▶ **Written task A**
According to the piece on Breitling watches below, in what year did the first Navitimer come out?

▶ **Source extract**
________

If you click on Breitling’s product page and select the “Men’s Watches With History” tab you discover the brand’s proudest achievement. Hint: it ain’t one of the new Breitling Heritage Premier Chronographs . . .

Breitling Navitimer

The first Navitimer came out in 1952 and was made for pilots. With a slide rule for flight calculation, Breitling was a pioneer in aviation. Even today, the Navitimer still has cult status and impresses with its simple elegance combined with the highest functionality as a first-class men’s watch.

The Breitling Navitimer put modern era Breitling on the map. It appealed to people who either knew how to use a slide rule or wanted other people to think they knew how to use a slide rule. It set the brand on course to its present day tool watch niche.

Audemars Piguet Chronograph standing tall

Breitling’s decision to raid its pre-Navitimer catalogue to sell watches that have nothing to do with the brand’s current rep for brick shit house timepieces is yet another cynical big name brand’s gutless exploitation of the neo-vintage trend (Audemars Piguet [Re]master01 Selfwinding Chronograph above). A particularly egregious example IMHO.

1944 Breitling Duograph

While the new Breitling Duograph gets credit for not being the 90’s mucho macho 38mm steel and 18k gold Duograph, the 42mm new old model doesn’t look anything like the original 36mm 1944 Duograph (above). Both watches are split second bi-pax chronographs. But that’s about it, similarity-wise.

The old timer’s radium lume could kill you – and still can – but it’s a far more restrained and dignified timepiece than its “reimagining” – especially when you clock the indices on the new watch’s subdials.

Is the new old watch more reliable than its predecessor? Sure. More accurate? Indubitably. More expensive? Probably not, taking inflation into account. But the new Duograph is still a plenty pricey piece at $10,500.

Breitling Premier Heritage Duograph

“That’s a big departure from the price tag you’ll find next to most other Swiss- and German-made split-seconds chronographs,” HoDinkee’s Logan Baker writes, defending the Duograph’s sticker, “figures that can easily stretch into the six figures.” Does that make the $20,200 red gold version a bargain?

________

▶ **Information provided**
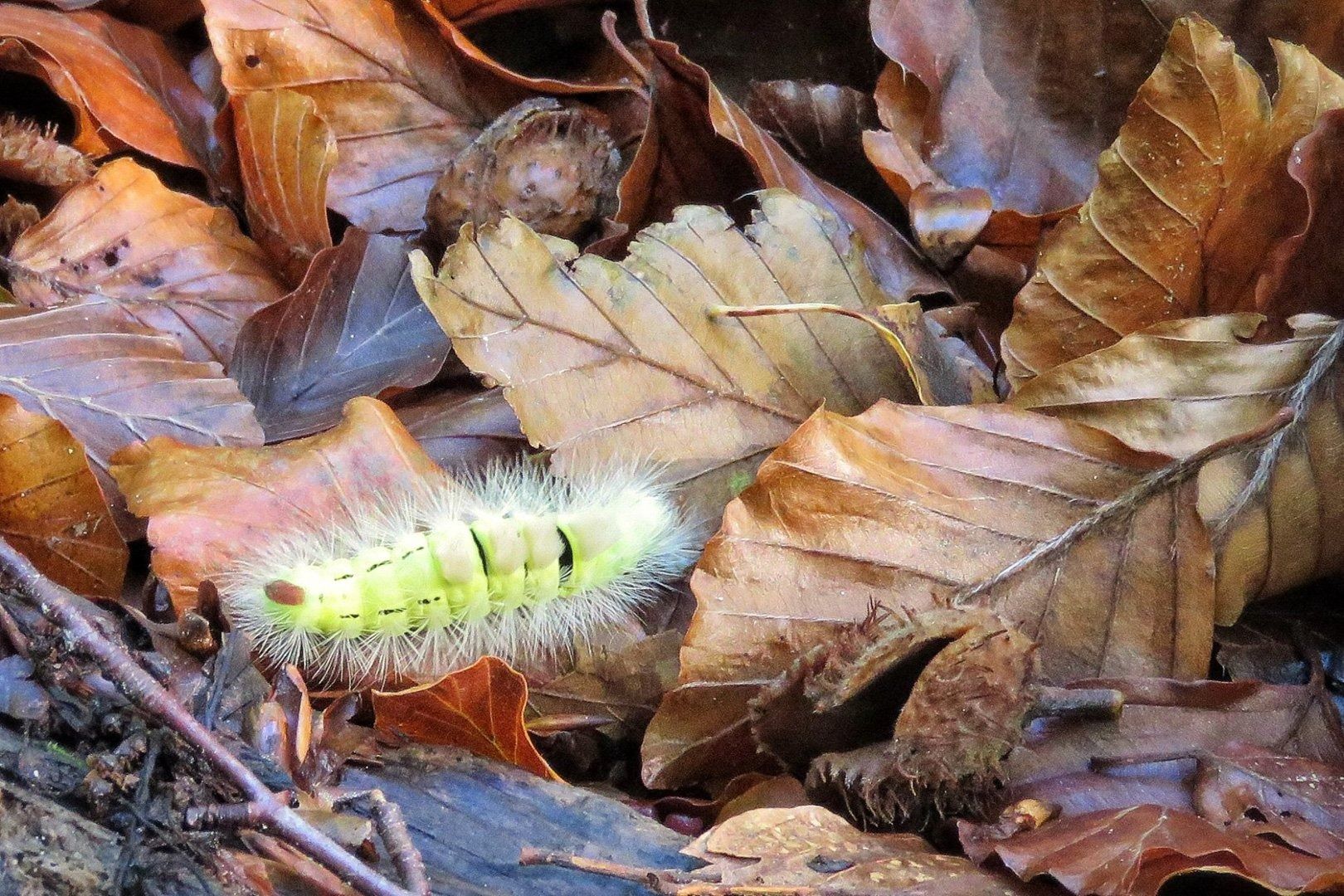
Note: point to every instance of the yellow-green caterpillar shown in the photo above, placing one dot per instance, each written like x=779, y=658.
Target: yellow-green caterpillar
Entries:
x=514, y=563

________

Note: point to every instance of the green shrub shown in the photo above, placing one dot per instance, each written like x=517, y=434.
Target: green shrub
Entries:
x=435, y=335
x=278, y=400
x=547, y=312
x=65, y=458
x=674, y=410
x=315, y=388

________

▶ **Written task B**
Reproduce, word for word, the part of the listing that opens with the line containing "Note: point to every instance of the yellow-green" and closes with the line containing "x=514, y=563", with both of those lines included.

▶ **Result A**
1952

▶ **Result B**
Note: point to every instance of the yellow-green caterpillar shown in the photo above, placing one dot per instance, each written like x=779, y=658.
Target: yellow-green caterpillar
Entries:
x=514, y=563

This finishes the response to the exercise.